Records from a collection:

Content starts

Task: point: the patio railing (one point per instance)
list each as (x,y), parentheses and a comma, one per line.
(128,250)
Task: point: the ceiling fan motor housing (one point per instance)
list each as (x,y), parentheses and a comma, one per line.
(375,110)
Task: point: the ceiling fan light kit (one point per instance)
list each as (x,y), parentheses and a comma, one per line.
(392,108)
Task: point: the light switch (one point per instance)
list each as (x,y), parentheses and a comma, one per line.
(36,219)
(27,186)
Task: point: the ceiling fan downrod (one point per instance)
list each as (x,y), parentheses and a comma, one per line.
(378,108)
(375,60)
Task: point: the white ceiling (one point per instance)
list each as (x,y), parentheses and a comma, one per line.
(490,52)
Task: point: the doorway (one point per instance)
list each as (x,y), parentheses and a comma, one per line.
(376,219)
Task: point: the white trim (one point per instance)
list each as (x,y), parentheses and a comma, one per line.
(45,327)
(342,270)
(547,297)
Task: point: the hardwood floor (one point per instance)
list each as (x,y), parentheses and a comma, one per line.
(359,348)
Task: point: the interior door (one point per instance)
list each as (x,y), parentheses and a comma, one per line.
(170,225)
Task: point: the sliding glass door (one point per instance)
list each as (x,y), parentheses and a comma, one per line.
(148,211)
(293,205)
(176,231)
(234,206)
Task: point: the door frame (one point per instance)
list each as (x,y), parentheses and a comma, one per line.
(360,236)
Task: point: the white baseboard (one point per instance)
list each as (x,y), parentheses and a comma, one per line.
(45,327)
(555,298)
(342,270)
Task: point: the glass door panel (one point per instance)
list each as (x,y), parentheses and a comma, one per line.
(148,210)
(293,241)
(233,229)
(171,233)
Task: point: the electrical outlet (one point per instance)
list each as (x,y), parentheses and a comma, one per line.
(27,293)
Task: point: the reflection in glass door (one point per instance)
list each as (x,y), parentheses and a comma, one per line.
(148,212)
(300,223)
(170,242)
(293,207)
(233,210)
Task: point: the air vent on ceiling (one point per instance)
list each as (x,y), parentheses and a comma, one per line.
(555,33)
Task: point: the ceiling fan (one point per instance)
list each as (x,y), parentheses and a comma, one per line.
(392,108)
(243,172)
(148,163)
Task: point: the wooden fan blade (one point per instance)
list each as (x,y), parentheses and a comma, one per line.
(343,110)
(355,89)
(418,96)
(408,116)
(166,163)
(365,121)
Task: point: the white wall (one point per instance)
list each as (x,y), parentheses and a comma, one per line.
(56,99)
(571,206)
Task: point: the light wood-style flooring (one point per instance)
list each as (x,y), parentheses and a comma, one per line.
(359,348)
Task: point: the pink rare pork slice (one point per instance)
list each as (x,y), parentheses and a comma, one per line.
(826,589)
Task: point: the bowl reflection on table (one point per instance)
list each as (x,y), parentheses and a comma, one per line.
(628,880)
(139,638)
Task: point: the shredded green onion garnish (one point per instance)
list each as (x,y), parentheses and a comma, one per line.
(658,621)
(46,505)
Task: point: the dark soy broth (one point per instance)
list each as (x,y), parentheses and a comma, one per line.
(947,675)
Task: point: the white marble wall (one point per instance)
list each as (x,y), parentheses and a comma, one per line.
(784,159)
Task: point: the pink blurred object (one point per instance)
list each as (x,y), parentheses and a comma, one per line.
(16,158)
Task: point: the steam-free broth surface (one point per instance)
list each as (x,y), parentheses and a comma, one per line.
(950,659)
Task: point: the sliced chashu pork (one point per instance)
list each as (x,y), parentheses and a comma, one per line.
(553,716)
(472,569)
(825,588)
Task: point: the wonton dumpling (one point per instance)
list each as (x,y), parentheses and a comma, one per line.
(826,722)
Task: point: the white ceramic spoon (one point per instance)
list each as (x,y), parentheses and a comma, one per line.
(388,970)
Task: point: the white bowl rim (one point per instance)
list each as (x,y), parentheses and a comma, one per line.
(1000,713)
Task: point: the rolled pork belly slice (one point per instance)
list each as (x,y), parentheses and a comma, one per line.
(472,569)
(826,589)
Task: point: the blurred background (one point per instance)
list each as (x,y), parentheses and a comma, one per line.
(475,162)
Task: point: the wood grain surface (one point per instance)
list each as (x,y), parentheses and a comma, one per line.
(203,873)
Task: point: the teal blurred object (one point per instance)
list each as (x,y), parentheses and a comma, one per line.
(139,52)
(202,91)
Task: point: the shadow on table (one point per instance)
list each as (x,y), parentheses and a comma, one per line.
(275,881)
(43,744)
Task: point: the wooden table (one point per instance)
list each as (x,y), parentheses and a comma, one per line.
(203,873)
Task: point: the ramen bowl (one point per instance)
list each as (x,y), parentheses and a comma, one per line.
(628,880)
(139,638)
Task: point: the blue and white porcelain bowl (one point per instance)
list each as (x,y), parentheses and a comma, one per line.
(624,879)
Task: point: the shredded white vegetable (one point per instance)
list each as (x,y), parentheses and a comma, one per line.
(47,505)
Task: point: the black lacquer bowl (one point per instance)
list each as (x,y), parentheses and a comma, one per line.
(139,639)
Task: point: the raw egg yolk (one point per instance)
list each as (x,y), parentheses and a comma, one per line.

Content ends

# [INSTRUCTIONS FOR THE TASK]
How many lines in the data contain "bowl"? Answer with the number alone.

# [RESULT]
5